Alfred Hitchcock, one of the first directors to establish his personality as a brand, has always been a part of the zeitgeist. The most famous director is having a very good year.
It was just last August that his 1958 film “Vertigo” displaced “Citizen Kane” at the pinnacle of the every-ten-year list of the greatest movies ever made conducted by the venerable British magazine “Sight and Sound.” And his personal life — his fetish for the cool blonde whose refined appearance masks vivid sexuality — inspired two movies, HBO’s “The Girl,” with Toby Jones as the master and Sienna Miller as Tippi Hedren, and “Hitchcock,” starring Anthony Hopkins as Hitch, Helen Mirren as a reimagined Alma Hitchcock, and Scarlett Johansson as Janet Leigh. (At least if you believe that, as long as you spell his name right, it’s good publicity. Otherwise we might not count “The Girl” and “Hitchcock” in the plus column.)
Certainly the carefully-orchestrated release of his nine surviving silent films, freshly restored by the British Film Institute National Archive, is burnishing his already polished reputation. (“The Mountain Eagle,” his second film, made in 1926, is considered to be a lost film. We eagerly await its rediscovery in some overlooked closet or basement.) Cinephiles around the world are gathering to watch the movies, made between 1925 and 1929, in venues from coast to coast.
The first United States performances were held in San Francisco under the auspices of the San Francisco Silent Film Festival, at the venerable 1922 movie palace the Castro, on June 14, 15, and 16th. Following the Silent Film Festival’s most excellent tradition, the movies were shown with live musical accompaniment, ranging from solo piano to the five-member Mont Alto Motion Picture Orchestra. UPDATE: Next up: The Los Angeles County Museum starts the series Thursday, June 27, running through July 13.

☆ ☆ ☆ ☆ ☆

Challenge 1 = Transcribe the portion of the Hitchcock article starting with "It was just" and going on through "the plus column.)".

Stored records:
☆ ☆ ☆ ☆ ☆

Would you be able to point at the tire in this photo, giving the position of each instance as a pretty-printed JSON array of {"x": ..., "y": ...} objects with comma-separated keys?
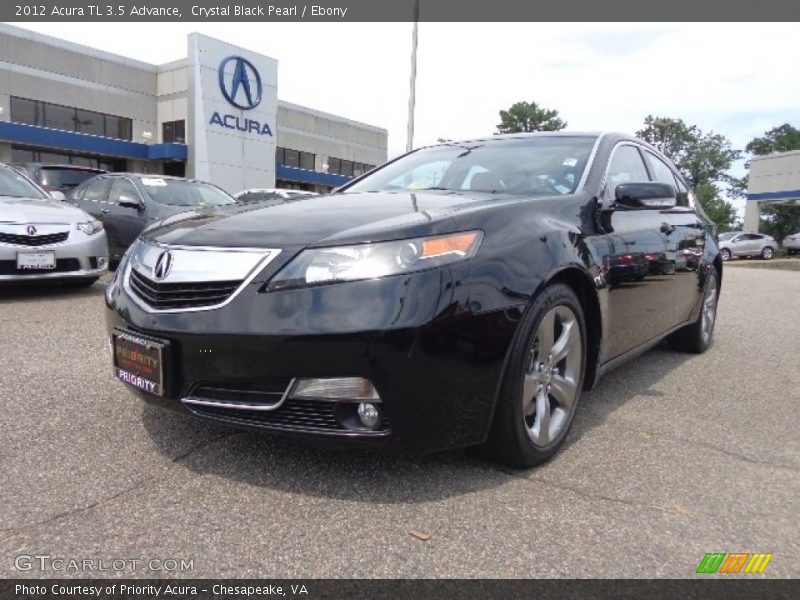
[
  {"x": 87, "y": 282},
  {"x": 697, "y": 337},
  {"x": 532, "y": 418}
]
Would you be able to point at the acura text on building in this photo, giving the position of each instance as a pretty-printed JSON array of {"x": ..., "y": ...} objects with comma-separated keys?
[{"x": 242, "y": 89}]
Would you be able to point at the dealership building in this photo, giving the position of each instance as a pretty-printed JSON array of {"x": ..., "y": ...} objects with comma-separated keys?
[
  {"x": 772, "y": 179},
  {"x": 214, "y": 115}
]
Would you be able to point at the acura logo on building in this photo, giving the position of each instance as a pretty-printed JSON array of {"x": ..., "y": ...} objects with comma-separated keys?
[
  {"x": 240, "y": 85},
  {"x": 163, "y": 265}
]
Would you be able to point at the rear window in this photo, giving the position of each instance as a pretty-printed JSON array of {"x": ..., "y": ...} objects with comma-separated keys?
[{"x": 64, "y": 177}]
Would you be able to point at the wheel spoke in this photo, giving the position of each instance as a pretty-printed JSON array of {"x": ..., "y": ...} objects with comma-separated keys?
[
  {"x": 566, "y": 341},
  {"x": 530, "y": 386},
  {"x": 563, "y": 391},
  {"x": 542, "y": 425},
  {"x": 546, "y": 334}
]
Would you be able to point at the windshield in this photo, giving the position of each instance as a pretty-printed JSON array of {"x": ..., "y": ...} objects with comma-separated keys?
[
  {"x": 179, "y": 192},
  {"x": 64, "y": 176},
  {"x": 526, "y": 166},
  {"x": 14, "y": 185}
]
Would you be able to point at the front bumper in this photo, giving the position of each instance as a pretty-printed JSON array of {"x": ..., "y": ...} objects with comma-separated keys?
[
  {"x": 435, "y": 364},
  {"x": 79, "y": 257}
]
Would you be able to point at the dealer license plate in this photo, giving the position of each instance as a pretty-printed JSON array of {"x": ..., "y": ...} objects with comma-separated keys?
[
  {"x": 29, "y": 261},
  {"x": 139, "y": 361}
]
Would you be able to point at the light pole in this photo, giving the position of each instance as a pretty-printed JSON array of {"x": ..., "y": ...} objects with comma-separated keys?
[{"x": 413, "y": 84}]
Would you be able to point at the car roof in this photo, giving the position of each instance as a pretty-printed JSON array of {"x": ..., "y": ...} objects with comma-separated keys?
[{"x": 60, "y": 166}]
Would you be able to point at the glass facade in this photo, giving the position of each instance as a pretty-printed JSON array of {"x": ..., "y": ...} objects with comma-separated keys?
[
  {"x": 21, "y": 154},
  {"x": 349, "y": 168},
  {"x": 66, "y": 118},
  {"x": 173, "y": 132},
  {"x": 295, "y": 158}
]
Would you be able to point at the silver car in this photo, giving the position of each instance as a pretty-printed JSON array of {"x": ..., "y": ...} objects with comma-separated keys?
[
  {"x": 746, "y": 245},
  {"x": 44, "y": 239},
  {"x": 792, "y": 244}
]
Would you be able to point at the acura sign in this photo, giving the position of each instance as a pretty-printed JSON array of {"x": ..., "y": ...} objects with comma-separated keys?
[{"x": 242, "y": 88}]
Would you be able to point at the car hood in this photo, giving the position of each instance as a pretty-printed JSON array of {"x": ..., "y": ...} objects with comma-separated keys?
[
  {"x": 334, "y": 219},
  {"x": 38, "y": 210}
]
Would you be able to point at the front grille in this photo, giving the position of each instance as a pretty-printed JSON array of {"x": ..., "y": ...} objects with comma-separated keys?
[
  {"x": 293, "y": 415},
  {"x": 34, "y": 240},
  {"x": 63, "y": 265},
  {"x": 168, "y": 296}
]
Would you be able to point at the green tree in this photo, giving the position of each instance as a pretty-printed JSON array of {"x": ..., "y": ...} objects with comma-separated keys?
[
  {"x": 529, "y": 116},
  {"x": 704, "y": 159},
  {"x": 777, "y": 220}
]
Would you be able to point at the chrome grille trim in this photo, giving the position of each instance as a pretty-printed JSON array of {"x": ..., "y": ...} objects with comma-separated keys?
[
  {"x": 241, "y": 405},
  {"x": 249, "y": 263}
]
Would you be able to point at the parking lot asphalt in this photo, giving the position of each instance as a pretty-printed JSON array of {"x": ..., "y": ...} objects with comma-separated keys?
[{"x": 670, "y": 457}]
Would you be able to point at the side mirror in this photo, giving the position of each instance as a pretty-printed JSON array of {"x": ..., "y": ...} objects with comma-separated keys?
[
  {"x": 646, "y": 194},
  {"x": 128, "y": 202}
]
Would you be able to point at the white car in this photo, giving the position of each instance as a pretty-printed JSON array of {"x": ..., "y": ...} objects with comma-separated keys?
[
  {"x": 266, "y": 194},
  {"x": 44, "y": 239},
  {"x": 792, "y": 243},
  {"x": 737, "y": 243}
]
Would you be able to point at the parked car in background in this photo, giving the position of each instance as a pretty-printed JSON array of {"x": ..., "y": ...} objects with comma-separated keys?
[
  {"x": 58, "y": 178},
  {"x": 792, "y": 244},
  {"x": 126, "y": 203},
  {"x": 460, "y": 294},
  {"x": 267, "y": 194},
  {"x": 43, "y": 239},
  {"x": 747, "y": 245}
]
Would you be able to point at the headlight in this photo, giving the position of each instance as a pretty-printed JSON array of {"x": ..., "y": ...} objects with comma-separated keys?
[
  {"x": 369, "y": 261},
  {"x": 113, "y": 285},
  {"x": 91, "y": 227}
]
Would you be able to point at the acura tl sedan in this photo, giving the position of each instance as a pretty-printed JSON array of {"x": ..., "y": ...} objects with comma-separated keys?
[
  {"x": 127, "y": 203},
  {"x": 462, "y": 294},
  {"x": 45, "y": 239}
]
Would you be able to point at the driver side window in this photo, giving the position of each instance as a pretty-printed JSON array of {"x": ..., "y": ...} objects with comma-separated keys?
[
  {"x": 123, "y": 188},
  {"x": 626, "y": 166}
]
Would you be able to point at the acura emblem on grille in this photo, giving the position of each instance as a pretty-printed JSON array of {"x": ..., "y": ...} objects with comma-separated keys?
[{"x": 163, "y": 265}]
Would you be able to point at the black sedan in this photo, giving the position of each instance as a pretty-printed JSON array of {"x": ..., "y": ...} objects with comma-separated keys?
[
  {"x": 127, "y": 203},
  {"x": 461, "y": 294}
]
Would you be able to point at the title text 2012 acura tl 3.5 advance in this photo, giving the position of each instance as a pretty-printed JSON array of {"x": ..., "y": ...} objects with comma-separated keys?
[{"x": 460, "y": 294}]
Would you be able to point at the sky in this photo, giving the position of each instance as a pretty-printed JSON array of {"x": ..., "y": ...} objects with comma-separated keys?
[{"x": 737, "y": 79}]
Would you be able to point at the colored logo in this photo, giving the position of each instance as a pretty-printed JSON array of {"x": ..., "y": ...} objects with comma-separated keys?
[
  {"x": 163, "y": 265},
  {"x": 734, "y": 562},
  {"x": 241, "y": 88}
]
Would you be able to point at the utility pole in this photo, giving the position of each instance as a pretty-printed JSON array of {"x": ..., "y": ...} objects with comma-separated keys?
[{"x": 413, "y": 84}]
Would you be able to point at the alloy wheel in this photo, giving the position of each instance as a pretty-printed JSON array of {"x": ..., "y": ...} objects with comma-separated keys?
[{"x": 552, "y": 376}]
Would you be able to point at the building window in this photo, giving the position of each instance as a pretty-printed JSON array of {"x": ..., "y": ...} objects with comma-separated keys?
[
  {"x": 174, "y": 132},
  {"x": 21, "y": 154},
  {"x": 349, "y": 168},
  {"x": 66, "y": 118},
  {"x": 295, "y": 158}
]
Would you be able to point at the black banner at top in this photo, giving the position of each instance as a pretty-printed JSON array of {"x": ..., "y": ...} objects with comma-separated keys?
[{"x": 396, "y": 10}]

☆ ☆ ☆ ☆ ☆

Challenge 2 = Show every line in the rows that contains the string "front".

Exercise solution 1 =
It was just last August that his 1958 film “Vertigo” displaced “Citizen Kane” at the pinnacle of the every-ten-year list of the greatest movies ever made conducted by the venerable British magazine “Sight and Sound.” And his personal life — his fetish for the cool blonde whose refined appearance masks vivid sexuality — inspired two movies, HBO’s “The Girl,” with Toby Jones as the master and Sienna Miller as Tippi Hedren, and “Hitchcock,” starring Anthony Hopkins as Hitch, Helen Mirren as a reimagined Alma Hitchcock, and Scarlett Johansson as Janet Leigh. (At least if you believe that, as long as you spell his name right, it’s good publicity. Otherwise we might not count “The Girl” and “Hitchcock” in the plus column.)

Exercise solution 2 =
Would you be able to point at the front bumper in this photo, giving the position of each instance as a pretty-printed JSON array of {"x": ..., "y": ...} objects with comma-separated keys?
Would you be able to point at the front grille in this photo, giving the position of each instance as a pretty-printed JSON array of {"x": ..., "y": ...} objects with comma-separated keys?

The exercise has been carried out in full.